Und Schrödinger schließt seinen Artikel mit: "Es läßt sich mit Bestimmtheit voraussehen, daß man auf ganz ähnliche Weise auch die Wellengruppen konstruieren kann, welche auf hochquantigen Keplerellipsen umlaufen und das undulationsmechanische Bild des Wasserstoffelektrons sind; nur sind da die rechentechnischen Schwierigkeiten größer als in dem hier behandelten, ganz besonders einfachen Schulbeispiel."

Also Herr Schrödinger! Ihre Bescheidenheit ("ganz besonders einfaches Schulbeispiel") in allen Ehren, aber Sie waren ein Seher! Ja, man kann auf ganz ähnliche Weise alle Vorgänge in der Atomhülle modellieren und visualisieren. Die rechentechnischen Schwierigkeiten delegieren wir heute (2015) an den Computer und ausgeklügelte Experimente bestätigen Ihre Voraussehung.

 

Man kann mit "stationären Zuständen" sogar einen gedämpften harmonischen Oszillator beschreiben. Die undulationsmechanische Interpretation dürfte nach dem oben Gesagtem nicht schwer fallen. Was allerdings bis heute vielen orthodoxen Quantenmechanikern schwer fällt, ist das Eingeständnis, dass man dafür nur ein einzelnes (einziges) Atom braucht, siehe z.B. Quantensprung in Zeitlupe.

Aufgaben und Übungen:
#1 Warum lassen sich die rechentechnischen Schwierigkeiten, von denen Schrödinger spricht, laut dem Textausschnitt heute bewältigen? Antworte in ein bis drei Sätzen.
#2 Was kann man laut dem Textausschnitt mit „stationären Zuständen“ sogar beschreiben?
#3 Wiederhole im Textausschnitt wortgetreu die Stelle von „Man kann mit“ bis „Quantensprung in Zeitlupe.“.
Das anschließende Material steht für sich und gehört nicht zum Textausschnitt.

Bereitgestelltes Material:
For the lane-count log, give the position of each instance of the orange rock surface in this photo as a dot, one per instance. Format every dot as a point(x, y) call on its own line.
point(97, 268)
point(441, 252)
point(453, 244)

Ergebnisse je Aufgabe:
#1 Heute (2015) werden diese rechentechnischen Schwierigkeiten an den Computer delegiert.

#2 Einen gedämpften harmonischen Oszillator.

#3
Man kann mit "stationären Zuständen" sogar einen gedämpften harmonischen Oszillator beschreiben. Die undulationsmechanische Interpretation dürfte nach dem oben Gesagtem nicht schwer fallen. Was allerdings bis heute vielen orthodoxen Quantenmechanikern schwer fällt, ist das Eingeständnis, dass man dafür nur ein einzelnes (einziges) Atom braucht, siehe z.B. Quantensprung in Zeitlupe.